= Problem to work on =
Return every row below line for line and unchanged, with the pictures left out.

▼▼▼

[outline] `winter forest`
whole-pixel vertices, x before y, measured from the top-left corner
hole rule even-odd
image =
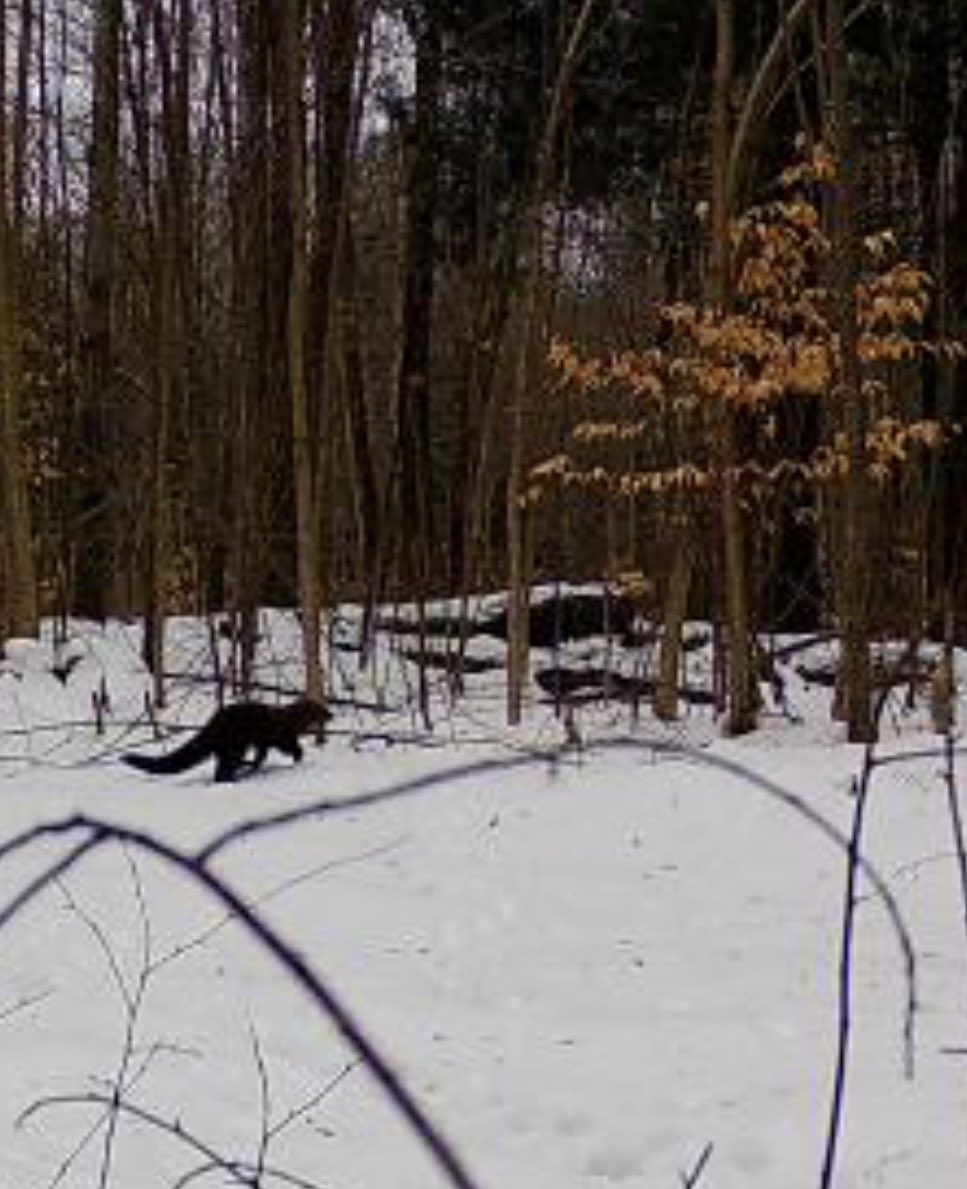
[[[0,1189],[960,1189],[967,0],[0,87]]]
[[[4,0],[0,539],[38,617],[603,583],[962,630],[961,0]],[[324,629],[322,629],[324,630]],[[244,660],[244,656],[243,656]],[[664,678],[663,678],[664,674]]]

▲▲▲

= Output for this exercise =
[outline] `winter forest`
whole-pixel vertices, x before y, measured from the top-left corner
hole rule even-odd
image =
[[[0,1189],[960,1189],[967,0],[0,87]]]
[[[4,0],[0,539],[38,617],[603,583],[962,630],[961,0]],[[324,629],[322,629],[324,630]],[[244,660],[244,656],[243,656]],[[664,678],[663,678],[664,674]]]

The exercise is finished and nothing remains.